Task details = In the material below, begin at the line that has "If you could tag every instance of the girl's nose" and stop after the line that has "point(179, 108)". Arrange those lines as a JSON list of strings, one string per line, with blank lines omitted and nothing else included.

== Exercise material ==

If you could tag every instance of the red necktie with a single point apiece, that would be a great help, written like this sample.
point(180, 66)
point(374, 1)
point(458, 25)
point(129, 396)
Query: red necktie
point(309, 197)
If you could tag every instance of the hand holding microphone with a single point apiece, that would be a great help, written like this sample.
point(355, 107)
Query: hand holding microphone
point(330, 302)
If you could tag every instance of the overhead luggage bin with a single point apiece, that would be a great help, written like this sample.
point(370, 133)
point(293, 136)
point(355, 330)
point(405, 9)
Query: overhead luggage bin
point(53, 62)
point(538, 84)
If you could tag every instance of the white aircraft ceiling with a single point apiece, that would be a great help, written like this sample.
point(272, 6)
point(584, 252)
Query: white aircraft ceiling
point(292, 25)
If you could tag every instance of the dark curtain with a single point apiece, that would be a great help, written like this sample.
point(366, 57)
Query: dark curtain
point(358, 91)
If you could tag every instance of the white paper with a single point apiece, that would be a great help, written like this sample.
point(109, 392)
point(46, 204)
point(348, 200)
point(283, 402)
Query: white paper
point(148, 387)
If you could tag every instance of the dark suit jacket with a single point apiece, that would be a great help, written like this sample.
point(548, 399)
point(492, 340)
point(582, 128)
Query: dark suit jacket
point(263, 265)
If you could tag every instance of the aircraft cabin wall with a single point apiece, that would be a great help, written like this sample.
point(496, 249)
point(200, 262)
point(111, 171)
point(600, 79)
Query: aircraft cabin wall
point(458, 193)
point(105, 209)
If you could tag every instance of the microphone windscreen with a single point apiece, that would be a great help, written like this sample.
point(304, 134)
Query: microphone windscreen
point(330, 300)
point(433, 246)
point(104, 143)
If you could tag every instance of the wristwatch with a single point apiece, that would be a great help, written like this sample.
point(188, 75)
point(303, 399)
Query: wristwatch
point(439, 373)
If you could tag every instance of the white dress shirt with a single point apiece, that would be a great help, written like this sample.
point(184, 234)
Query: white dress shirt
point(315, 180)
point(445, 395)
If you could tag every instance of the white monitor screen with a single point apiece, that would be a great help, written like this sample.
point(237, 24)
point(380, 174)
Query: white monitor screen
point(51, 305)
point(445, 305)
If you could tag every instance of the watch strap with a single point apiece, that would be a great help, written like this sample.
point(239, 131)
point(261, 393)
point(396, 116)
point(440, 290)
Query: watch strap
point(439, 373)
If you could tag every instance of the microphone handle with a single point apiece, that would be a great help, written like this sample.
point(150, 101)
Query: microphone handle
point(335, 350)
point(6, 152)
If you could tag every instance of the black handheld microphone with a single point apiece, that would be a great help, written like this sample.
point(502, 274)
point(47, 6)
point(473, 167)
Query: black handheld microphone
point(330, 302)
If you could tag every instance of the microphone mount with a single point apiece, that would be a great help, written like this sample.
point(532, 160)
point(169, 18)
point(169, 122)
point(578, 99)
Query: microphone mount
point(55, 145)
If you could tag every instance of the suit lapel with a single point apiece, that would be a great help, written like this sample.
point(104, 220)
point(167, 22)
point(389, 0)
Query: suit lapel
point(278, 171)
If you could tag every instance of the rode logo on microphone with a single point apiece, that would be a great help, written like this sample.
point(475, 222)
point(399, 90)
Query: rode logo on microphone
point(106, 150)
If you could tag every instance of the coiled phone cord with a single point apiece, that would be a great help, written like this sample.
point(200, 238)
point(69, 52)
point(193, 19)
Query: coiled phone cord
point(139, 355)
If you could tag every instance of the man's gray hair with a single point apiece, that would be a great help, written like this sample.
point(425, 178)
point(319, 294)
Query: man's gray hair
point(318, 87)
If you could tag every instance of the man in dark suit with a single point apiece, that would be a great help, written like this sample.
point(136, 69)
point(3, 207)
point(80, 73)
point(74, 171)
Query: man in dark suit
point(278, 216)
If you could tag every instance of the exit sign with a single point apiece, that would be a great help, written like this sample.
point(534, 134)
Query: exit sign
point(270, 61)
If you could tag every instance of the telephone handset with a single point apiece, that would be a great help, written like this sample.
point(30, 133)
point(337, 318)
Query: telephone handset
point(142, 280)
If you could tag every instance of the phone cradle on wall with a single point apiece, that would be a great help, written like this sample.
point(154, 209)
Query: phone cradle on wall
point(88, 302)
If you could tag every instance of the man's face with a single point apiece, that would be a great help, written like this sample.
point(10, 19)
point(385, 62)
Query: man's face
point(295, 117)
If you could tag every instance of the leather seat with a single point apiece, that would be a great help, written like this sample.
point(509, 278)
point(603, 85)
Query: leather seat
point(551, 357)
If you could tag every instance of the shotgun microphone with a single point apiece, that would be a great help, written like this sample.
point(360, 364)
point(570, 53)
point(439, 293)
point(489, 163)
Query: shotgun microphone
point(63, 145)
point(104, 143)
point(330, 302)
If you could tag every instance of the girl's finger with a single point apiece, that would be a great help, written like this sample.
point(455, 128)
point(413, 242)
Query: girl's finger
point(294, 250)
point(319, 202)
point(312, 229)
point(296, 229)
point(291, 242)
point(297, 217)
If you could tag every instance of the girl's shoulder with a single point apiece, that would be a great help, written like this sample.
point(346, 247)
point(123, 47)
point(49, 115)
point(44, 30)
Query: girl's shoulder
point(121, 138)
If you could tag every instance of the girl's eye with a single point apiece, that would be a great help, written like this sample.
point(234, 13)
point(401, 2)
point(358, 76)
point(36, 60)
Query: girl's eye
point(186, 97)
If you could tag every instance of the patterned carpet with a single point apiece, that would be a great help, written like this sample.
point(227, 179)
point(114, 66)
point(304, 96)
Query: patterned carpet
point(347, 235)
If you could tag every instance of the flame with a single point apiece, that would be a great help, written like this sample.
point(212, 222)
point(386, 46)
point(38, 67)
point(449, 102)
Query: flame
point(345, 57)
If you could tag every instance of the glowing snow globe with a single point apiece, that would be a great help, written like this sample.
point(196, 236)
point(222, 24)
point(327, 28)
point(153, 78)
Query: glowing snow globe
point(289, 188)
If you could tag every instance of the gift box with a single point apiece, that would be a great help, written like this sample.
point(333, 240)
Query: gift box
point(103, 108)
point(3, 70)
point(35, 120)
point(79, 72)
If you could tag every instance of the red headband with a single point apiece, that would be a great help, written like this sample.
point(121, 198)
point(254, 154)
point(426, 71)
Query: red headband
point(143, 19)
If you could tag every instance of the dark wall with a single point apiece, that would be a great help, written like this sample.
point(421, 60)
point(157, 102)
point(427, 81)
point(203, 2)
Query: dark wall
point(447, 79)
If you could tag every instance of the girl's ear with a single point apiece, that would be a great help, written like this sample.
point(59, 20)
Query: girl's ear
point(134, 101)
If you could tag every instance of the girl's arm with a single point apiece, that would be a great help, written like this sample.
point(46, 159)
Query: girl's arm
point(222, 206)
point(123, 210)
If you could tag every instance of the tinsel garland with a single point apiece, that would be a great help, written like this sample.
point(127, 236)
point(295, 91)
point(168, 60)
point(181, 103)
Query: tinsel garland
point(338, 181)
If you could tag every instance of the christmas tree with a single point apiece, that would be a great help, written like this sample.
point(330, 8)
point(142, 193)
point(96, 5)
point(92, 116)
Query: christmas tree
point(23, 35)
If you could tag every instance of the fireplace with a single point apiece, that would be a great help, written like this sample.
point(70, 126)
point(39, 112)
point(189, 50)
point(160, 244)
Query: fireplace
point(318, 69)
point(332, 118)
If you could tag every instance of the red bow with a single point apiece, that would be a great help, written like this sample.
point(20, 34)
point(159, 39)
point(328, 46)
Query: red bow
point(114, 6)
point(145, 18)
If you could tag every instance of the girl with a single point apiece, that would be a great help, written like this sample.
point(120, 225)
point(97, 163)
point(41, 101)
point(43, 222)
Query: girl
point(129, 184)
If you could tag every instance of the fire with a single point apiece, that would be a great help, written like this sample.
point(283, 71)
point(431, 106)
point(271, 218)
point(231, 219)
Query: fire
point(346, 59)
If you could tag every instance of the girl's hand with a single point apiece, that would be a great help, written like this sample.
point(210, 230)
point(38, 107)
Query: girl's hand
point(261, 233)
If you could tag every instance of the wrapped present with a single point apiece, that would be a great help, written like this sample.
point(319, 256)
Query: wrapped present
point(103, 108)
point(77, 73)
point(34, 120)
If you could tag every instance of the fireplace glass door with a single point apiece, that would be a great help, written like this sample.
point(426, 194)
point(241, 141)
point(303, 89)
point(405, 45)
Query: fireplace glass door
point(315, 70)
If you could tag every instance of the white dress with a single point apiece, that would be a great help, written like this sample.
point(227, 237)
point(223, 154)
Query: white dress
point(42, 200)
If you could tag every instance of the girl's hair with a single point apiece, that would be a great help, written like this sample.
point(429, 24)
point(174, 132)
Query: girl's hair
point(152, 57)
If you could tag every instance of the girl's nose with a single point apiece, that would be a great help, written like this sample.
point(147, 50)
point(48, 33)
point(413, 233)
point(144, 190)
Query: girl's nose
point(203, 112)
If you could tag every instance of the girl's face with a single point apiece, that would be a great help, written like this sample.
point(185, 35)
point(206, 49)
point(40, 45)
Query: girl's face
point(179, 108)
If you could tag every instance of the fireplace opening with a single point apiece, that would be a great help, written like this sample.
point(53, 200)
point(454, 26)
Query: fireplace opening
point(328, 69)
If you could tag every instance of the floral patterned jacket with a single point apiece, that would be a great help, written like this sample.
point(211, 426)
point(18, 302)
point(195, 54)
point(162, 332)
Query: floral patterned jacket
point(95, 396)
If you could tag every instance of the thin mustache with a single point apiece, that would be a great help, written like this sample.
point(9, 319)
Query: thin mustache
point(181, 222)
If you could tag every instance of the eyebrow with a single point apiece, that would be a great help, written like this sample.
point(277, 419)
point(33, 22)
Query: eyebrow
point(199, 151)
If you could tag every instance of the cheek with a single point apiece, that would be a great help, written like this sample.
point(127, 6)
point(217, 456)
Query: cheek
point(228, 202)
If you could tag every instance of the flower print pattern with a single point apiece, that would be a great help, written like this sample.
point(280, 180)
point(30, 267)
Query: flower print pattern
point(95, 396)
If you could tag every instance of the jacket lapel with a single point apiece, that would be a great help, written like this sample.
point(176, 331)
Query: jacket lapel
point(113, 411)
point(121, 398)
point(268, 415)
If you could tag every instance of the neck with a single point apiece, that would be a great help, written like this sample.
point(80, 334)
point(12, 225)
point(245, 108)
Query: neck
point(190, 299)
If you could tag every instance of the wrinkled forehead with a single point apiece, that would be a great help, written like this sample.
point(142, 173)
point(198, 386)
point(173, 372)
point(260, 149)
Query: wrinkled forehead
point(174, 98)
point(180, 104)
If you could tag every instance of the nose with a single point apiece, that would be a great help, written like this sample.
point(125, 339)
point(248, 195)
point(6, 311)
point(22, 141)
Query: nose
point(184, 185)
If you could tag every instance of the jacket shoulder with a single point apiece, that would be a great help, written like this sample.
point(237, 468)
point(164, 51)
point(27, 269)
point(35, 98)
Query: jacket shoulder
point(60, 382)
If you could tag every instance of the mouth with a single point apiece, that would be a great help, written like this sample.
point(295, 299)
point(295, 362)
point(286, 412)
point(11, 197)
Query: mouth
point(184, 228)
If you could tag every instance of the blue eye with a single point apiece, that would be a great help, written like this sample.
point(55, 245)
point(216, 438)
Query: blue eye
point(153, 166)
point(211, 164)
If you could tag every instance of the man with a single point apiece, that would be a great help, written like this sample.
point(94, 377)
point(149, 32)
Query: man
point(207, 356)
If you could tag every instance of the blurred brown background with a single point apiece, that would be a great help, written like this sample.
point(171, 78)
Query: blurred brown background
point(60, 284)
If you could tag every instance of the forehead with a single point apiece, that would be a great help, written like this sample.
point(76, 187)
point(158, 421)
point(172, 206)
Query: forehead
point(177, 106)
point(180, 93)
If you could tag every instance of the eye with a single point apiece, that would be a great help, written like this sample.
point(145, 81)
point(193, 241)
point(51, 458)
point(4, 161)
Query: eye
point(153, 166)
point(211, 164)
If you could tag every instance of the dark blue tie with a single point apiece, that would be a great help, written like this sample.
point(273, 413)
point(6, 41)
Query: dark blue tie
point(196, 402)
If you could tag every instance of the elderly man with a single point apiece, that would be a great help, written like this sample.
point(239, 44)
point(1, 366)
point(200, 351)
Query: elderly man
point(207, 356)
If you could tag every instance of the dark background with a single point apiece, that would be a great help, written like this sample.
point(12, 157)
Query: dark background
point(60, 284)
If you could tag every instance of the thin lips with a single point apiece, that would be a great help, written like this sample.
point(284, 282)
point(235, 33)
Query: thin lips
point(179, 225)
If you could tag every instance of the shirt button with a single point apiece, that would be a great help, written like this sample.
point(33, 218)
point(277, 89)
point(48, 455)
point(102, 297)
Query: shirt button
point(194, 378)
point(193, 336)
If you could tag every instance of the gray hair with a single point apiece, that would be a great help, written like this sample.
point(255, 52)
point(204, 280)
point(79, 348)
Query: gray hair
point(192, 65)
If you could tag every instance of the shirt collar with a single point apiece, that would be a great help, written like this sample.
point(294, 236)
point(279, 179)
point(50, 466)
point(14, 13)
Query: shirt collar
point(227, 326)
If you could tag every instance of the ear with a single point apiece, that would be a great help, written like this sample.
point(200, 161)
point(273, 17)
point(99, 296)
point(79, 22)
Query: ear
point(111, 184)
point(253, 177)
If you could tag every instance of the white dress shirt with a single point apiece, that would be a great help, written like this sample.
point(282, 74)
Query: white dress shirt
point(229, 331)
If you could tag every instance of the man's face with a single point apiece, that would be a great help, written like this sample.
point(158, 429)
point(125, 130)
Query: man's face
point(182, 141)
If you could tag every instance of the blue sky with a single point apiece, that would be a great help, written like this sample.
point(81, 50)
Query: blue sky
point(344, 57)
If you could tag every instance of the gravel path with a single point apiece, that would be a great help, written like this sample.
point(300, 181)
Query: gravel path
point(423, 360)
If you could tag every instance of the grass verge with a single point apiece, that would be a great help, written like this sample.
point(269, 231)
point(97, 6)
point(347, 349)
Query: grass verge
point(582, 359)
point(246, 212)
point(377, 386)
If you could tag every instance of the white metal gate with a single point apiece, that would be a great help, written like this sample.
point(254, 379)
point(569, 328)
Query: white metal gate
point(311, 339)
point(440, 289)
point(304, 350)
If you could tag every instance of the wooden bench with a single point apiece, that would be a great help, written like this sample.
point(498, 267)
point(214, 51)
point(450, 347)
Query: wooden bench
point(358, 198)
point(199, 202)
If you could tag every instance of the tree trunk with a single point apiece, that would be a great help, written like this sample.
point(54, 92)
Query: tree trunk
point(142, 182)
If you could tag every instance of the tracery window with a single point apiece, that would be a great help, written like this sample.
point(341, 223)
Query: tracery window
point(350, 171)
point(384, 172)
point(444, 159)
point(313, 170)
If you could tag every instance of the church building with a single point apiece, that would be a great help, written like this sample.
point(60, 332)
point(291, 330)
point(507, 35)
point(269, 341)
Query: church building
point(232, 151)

===

Output of the exercise =
[
  "If you could tag every instance of the girl's nose with a single point apiece, that would be a great help, written like this sample.",
  "point(147, 50)",
  "point(48, 33)",
  "point(413, 233)",
  "point(144, 190)",
  "Query: girl's nose",
  "point(203, 112)",
  "If you could tag every instance of the girl's face with a single point apiece, that would be a great help, written like this sample.",
  "point(185, 35)",
  "point(206, 49)",
  "point(40, 45)",
  "Query: girl's face",
  "point(179, 108)"
]